Goal a: In the rows, starting at the line that contains "For the evaluation set, spot each instance of the white cloud" and continuing through the last row, replace every "single point" with "single dot". Reproduce those lines with nothing else changed, and leave the pictures out.

Document excerpt:
# # #

A few months ago, former Chief Economic Advisor Arvind Subramanian stirred a hornets’ nest when he suggested that the new GDP data series may have overestimated GDP growth by as much as 2.5 per cent between 2011-17.
In the latter part of this period, we were reporting above seven per cent GDP growth for several years until the recent slowdown brought the figure down.
In a presentation at Brown University, former Reserve Bank Governor Raghuram Rajan also hinted that our GDP may be overestimated. He believes that “GDP mismeasurement” is one of the factors behind low job-growth and the current slowdown.
The problem with GDP measurement is that it is always prone to mismeasurement given the huge changes taking place in the global and domestic economy.
To the extent that GDP (or gross value added, or GVA) measures only economic activity that has a monetary value, GDP has always been miscalculated. For example, homemakers may make indirect contributions to GDP without earning a single rupee in wages.
But today’s mismeasurements go beyond the usual non-measurement involving unpaid homemakers. With the shift in the global economy towards services, many of which are actually free to the user, accurate measurement of GDP or GVA becomes near impossible.
And even if a monetary value is assigned to unpaid products and services, nobody will think it is of any value since the new number has no income attached to it.
The other reason why GDP measurement is getting tougher is productivity improvement – either in quality or quantity – which may not immediately be visible in the GDP statistics.
As T N Ninan noted in a column in Business Standard some time ago, improved productivity in several sectors may have led to a short-term drop in demand for investment and products, which may be impacting GDP growth right now.
This is visible in many areas.
When trucks are allowed to increase axle loads (as they were earlier this year), and the goods and services tax (GST) reduces turnaround time for vehicles, and good quality national highways improve vehicle speeds, most fleet operators can carry more cargo with the same fleet or even fewer trucks than now. This productivity rise means fewer new trucks will be bought in the short run.

# # #

Goal b: According to the GDP measurement excerpt, by how much did Arvind Subramanian suggest GDP growth may have been overestimated between 2011-17?

Dataset content:
# # #

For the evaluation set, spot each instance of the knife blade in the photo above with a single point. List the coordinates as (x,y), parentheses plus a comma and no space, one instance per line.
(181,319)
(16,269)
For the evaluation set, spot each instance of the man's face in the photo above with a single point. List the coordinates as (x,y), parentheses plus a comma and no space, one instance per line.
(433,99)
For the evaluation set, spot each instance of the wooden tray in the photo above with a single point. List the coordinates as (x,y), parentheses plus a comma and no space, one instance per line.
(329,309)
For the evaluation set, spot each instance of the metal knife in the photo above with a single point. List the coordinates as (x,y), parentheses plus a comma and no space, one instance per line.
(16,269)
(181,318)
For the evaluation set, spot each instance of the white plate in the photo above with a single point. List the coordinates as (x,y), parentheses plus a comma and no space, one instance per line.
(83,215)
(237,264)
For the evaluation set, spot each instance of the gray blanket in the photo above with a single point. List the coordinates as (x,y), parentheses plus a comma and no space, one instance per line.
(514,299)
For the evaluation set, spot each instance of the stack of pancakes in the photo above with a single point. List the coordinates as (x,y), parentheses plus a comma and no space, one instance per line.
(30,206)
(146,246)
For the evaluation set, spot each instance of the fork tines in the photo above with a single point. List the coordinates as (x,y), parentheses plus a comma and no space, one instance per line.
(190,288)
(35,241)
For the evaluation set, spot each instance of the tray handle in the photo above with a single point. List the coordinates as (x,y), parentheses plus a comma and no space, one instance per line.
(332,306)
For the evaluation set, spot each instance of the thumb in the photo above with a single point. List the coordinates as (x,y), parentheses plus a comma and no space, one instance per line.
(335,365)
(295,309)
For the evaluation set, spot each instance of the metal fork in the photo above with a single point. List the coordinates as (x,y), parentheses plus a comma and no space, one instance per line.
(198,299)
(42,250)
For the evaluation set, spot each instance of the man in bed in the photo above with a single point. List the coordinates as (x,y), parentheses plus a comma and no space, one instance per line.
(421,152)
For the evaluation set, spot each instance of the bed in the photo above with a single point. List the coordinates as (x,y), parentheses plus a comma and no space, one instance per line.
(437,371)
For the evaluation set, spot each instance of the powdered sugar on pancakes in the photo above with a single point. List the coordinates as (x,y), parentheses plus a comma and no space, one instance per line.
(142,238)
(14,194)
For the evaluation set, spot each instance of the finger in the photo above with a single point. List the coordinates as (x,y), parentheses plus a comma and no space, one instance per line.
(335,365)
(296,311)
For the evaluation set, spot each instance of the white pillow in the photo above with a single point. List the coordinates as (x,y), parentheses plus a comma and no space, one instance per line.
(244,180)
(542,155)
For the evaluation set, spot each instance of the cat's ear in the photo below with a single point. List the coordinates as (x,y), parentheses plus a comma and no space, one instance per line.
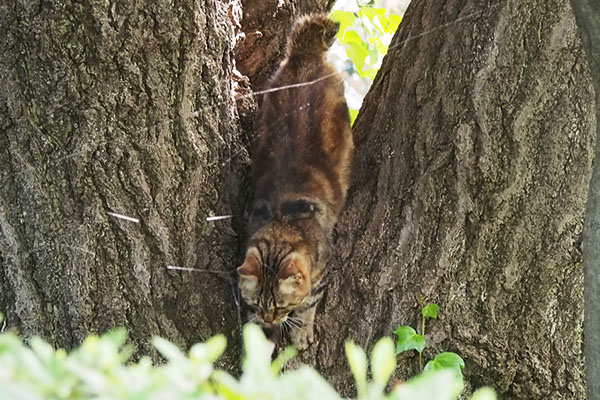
(249,272)
(294,275)
(251,265)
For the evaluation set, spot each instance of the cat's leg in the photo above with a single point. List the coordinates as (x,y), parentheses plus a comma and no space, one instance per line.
(304,335)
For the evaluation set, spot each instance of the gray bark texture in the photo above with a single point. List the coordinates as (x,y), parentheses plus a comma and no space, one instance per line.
(588,20)
(473,156)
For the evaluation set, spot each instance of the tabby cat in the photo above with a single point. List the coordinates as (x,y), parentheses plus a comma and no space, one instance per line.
(301,160)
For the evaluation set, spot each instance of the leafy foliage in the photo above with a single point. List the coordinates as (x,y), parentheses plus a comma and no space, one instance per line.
(365,36)
(99,369)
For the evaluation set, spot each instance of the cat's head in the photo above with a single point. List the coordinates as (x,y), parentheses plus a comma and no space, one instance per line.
(274,279)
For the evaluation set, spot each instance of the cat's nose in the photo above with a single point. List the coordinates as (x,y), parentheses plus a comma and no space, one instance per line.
(268,318)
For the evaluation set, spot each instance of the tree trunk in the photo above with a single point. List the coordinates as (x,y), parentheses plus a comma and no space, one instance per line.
(473,156)
(120,108)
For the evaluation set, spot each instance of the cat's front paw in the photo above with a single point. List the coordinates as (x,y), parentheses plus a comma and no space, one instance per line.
(302,337)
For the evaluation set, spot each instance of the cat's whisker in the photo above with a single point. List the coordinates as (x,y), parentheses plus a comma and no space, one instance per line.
(250,321)
(294,324)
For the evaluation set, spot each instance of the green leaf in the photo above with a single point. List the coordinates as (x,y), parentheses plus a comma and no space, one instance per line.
(408,339)
(447,360)
(383,362)
(345,18)
(438,385)
(353,115)
(282,359)
(353,37)
(208,352)
(394,22)
(358,365)
(430,310)
(484,393)
(167,349)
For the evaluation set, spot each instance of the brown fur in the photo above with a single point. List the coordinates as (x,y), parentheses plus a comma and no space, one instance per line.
(301,160)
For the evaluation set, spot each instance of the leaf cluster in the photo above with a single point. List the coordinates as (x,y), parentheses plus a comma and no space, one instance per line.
(100,369)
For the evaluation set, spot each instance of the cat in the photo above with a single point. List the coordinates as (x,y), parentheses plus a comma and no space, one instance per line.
(300,173)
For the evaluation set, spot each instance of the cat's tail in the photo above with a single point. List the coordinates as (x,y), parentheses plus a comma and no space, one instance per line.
(311,36)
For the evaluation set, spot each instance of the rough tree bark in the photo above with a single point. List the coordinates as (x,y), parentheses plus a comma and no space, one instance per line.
(121,107)
(474,152)
(588,20)
(473,156)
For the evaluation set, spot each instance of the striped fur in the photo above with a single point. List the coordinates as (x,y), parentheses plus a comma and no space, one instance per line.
(301,159)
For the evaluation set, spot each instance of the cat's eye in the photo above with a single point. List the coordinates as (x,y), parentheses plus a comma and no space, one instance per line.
(299,209)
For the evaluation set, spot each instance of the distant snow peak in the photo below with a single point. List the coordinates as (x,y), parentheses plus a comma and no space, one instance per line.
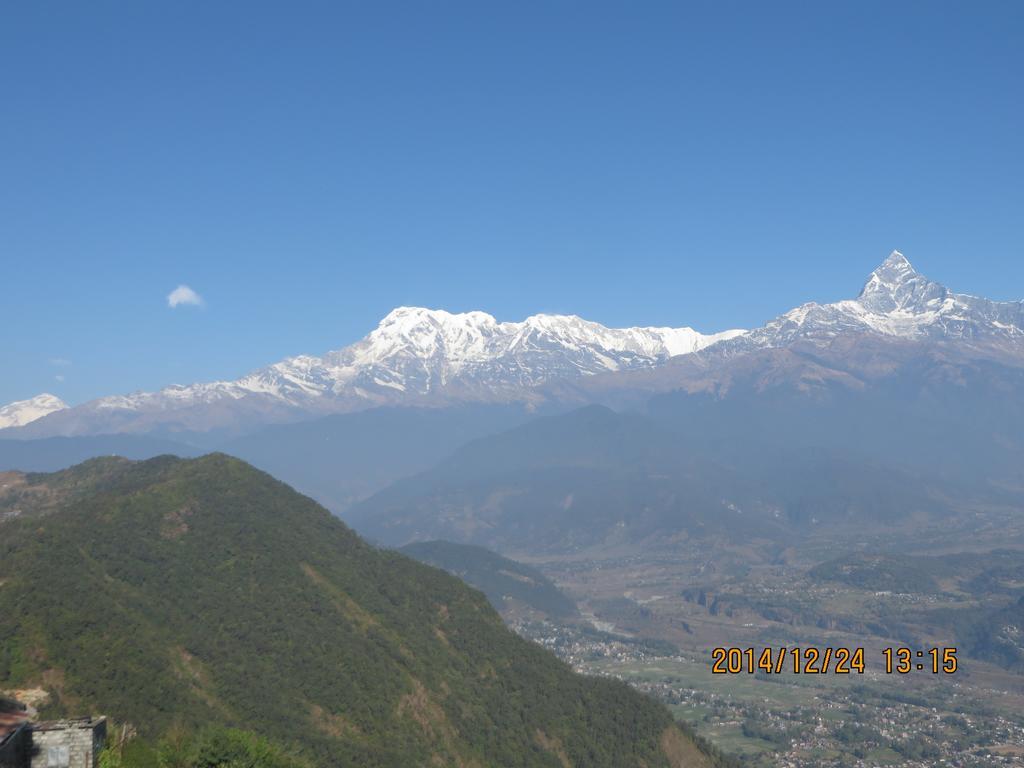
(895,301)
(25,412)
(415,355)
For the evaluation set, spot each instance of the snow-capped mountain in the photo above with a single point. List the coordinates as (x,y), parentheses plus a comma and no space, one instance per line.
(430,356)
(414,355)
(895,302)
(24,412)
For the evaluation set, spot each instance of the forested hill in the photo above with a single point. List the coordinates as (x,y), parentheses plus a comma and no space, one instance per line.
(178,593)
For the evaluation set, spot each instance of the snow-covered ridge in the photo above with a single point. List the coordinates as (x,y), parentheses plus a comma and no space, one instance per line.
(414,353)
(25,412)
(895,301)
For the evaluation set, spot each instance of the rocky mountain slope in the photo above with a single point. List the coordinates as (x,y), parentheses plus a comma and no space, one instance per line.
(180,593)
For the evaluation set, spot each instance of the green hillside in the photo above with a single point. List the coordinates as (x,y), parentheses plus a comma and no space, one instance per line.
(499,578)
(180,593)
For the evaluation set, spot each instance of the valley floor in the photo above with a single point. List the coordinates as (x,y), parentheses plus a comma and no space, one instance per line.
(652,620)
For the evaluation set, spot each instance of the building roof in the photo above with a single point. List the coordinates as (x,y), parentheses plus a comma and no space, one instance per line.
(12,716)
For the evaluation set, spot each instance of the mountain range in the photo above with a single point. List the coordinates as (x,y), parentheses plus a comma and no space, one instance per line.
(432,357)
(19,413)
(414,356)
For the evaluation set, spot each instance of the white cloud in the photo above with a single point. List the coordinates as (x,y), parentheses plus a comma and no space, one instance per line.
(183,295)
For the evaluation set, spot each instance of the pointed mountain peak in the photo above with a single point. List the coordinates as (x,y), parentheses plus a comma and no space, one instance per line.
(896,260)
(894,272)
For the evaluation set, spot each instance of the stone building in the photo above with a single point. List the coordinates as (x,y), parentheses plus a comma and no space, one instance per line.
(57,743)
(68,743)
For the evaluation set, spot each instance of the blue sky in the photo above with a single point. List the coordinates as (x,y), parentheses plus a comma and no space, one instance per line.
(305,167)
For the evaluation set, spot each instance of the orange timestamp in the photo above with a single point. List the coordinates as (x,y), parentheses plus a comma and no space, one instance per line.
(840,660)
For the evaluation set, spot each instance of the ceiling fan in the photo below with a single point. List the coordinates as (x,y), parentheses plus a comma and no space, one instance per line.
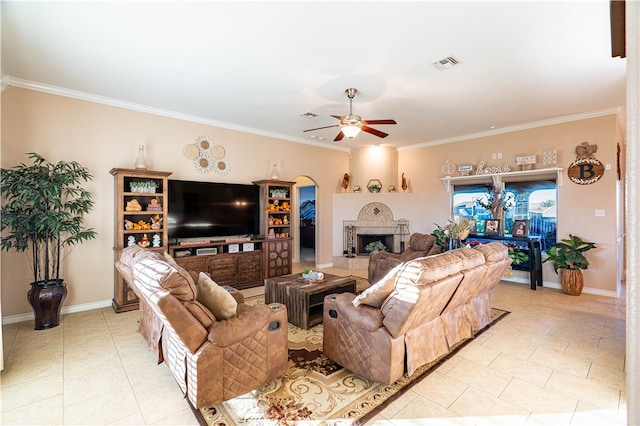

# # #

Complete response a:
For the evaluation set, spot each instance of the white cloud in the photo above with a single dot. List the coordinates as (x,y), parentheses plus a comma and no space, one instance per line.
(183,295)
For the evaluation set, spot each instance of the pointed mountain peak in the photo above with a single dot. List the coordinates as (x,y), parentheses plus a comma and no space, one instance per line.
(896,260)
(894,272)
For the evaluation set, spot each instance of the stone building in the photo above with a single dot. List the coordinates as (x,y), parentheses plus a comma and no space, one instance per line.
(57,743)
(68,743)
For the evaluation set, spot each instance of the blue sky in the photo above with a single dot. List the coordinates as (x,y), parentheses plus a comma and no space, one instance per line.
(305,167)
For the evaluation set, spot each instance of the orange timestamp in the photo above with a single dot. List the coordinates as (x,y), parentheses plus a comma and no space, one instance per line.
(840,660)
For the evaluation set, spot each instance of the ceiling fan in the photo below with a single dot. List the coordinates as (x,y), parentheses plus a comma and no space, one instance per line.

Complete response b: By as much as 2.5 percent.